*Getoonde tekst*:
______________________________
Palliatieve zorg voor mensen die dak- of thuisloos zijn
Mensen die dak- of thuisloos zijn, hebben vaak een zwaar leven. Ze leven korter dan mensen die niet dak- of thuisloos zijn. Zij zouden eerder palliatieve zorg moeten krijgen. Maar we weten dat palliatieve zorg voor mensen die dak- of thuisloos zijn, vaak lastig is. Op deze pagina krijg je hier meer informatie over.
Palliatieve zorg
Palliatieve zorg is zorg die je krijgt als je weet dat je niet meer beter wordt. Palliatief betekent: verzachtend. Deze zorg is niet gericht op genezing, maar op het welzijn. De pijn en moeite in de laatste fase van het leven wordt minder erg gemaakt. Ook gaat het om een respectvolle manier om te sterven. Lees hier meer over palliatieve zorg.
Gezondheidsklachten bij mensen die dakloos zijn
Veel voorkomende gezondheidsproblemen (in de laatste levensfase) bij dak- of thuisloze mensen zijn:
- psychische problemen, verdriet, angst, paniek, eenzaamheid, depressie
- verstandelijke beperkingen
- verslaving aan alcohol-, drugs en/of kalmerende medicijnen**
- Lichamelijke klachten, zoals luchtwegziekten (bijvoorbeeld COPD), hart- en vaatziekten, kanker, infectieziekten en maag- en darmziekten
- pijn die niet meer overgaat
Zorg mijden
Vaak gaan mensen die dakloos zijn pas naar de dokter als het echt niet anders kan. Ze gaan dan bijvoorbeeld naar een ‘straatdokter' (zie hieronder). Ze kunnen niet naar, of voelen zich niet thuis in een gewone dokterspraktijk. Ze schamen zich voor de andere patiënten als ze er onverzorgd uitzien.
Het kan moeilijk zijn om iemand die dak- of thuisloos is de juiste palliatieve zorg te bieden. Je weet soms niet waar iemand is. Regelmatig zijn er psychische problemen, gedragsproblemen en/of een alcohol- of drugsverslaving. Het kan dan lastig zijn om een band op te bouwen en te houden.4
Straatdokters en palliatieve zorg
De Nederlandse Straatdokters Groep (NSG) bestaat uit dokters en verpleegkundigen die zorg geven aan dak- en thuislozen en ongedocumenteerden (asielzoekers die geen verblijfsvergunning hebben gekregen). Op de Wegwijzer pagina vind je meer informatie over straatadvocaten, straattandartsen, GGD-instellingen, onderdak of een locatie van het Leger des Heils. De pagina en de 'straatzorgbieb' wordt continu uitgebreid en aangevuld.
Als iemand in de laatste levensfase komt, is samenwerking tussen experts nodig. Een straatdokter of verpleegkundige kan helpen om lastige, sociale en/of medische problemen te beoordelen, een verpleegbed te regelen in de daklozenopvang (als die er is), of helpen verwijzen naar het ziekenhuis.
______________________________
Records uit een dataset:
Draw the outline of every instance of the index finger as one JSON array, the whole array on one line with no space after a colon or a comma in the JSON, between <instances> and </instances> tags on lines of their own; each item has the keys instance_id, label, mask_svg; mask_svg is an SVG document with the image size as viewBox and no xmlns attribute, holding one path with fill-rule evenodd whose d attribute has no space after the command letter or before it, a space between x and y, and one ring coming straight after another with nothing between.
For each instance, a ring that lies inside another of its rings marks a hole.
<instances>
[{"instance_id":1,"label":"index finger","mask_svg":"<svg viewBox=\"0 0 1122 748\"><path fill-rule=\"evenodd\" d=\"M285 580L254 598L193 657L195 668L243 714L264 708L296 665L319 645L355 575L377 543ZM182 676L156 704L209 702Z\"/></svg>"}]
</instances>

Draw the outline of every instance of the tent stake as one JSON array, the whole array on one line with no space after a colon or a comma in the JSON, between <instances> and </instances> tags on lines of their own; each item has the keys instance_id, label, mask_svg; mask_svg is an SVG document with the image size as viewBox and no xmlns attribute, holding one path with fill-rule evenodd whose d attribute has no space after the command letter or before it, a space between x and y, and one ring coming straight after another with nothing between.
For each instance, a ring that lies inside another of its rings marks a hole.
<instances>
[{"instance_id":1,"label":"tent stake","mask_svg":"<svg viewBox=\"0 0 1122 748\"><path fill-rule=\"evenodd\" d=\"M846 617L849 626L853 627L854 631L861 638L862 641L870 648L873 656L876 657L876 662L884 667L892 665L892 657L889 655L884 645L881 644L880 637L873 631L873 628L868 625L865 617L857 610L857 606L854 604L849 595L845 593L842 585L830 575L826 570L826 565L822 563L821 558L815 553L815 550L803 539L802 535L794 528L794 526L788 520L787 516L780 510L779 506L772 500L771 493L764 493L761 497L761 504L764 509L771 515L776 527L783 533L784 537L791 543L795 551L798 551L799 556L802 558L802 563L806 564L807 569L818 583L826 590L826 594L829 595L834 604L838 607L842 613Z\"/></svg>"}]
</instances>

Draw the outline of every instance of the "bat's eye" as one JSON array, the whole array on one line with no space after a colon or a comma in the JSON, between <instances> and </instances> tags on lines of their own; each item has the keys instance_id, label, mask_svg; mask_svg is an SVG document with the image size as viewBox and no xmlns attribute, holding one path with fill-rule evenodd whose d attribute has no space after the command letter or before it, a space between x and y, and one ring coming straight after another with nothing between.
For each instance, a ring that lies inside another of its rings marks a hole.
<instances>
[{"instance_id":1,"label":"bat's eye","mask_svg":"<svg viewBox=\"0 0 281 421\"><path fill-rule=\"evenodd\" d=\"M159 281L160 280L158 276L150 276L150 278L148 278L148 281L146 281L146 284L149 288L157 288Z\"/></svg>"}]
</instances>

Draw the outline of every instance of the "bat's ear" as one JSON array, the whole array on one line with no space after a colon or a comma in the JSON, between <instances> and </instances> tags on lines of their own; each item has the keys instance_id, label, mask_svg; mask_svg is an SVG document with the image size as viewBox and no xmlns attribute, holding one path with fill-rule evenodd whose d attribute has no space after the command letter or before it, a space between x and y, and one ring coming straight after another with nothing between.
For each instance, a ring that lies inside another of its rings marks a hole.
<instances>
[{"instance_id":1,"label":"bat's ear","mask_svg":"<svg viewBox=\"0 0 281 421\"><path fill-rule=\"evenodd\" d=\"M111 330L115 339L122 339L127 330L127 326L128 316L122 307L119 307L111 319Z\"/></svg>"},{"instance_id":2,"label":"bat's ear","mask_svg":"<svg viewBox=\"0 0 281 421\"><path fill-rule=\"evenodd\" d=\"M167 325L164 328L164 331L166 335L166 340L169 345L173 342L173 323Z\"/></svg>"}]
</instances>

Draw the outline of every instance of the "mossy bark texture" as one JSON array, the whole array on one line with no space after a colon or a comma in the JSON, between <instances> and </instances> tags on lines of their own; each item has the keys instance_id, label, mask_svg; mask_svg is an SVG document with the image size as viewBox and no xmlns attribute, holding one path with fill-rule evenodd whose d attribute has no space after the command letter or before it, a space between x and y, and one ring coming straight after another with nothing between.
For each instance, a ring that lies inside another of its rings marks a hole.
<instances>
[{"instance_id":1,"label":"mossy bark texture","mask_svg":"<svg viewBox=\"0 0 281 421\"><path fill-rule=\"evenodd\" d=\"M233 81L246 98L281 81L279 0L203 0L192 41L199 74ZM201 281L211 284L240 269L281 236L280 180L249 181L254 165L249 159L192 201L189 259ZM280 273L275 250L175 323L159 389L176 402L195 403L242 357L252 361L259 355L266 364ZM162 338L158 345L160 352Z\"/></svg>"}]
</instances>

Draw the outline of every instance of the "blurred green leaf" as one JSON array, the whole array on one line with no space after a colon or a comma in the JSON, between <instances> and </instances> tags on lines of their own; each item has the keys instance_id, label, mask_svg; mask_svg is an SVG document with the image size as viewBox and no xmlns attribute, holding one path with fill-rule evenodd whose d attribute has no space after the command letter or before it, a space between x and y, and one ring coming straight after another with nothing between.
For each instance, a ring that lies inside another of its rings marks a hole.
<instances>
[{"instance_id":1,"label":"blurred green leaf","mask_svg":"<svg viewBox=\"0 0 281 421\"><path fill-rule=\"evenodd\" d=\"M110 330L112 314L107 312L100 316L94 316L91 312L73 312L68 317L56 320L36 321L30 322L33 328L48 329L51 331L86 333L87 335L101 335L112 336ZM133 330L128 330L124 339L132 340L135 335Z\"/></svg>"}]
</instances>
______________________________
*Opdracht*: Schrijf een deel van de tekst over palliatieve zorg voor dak- en thuislozen woordelijk over. Begin bij de woorden "Het kan moeilijk" en stop na "uitgebreid en aangevuld.". Baseer je uitsluitend op de tekst over palliatieve zorg voor dak- en thuislozen.

*Antwoord*:
Het kan moeilijk zijn om iemand die dak- of thuisloos is de juiste palliatieve zorg te bieden. Je weet soms niet waar iemand is. Regelmatig zijn er psychische problemen, gedragsproblemen en/of een alcohol- of drugsverslaving. Het kan dan lastig zijn om een band op te bouwen en te houden.4
Straatdokters en palliatieve zorg
De Nederlandse Straatdokters Groep (NSG) bestaat uit dokters en verpleegkundigen die zorg geven aan dak- en thuislozen en ongedocumenteerden (asielzoekers die geen verblijfsvergunning hebben gekregen). Op de Wegwijzer pagina vind je meer informatie over straatadvocaten, straattandartsen, GGD-instellingen, onderdak of een locatie van het Leger des Heils. De pagina en de 'straatzorgbieb' wordt continu uitgebreid en aangevuld.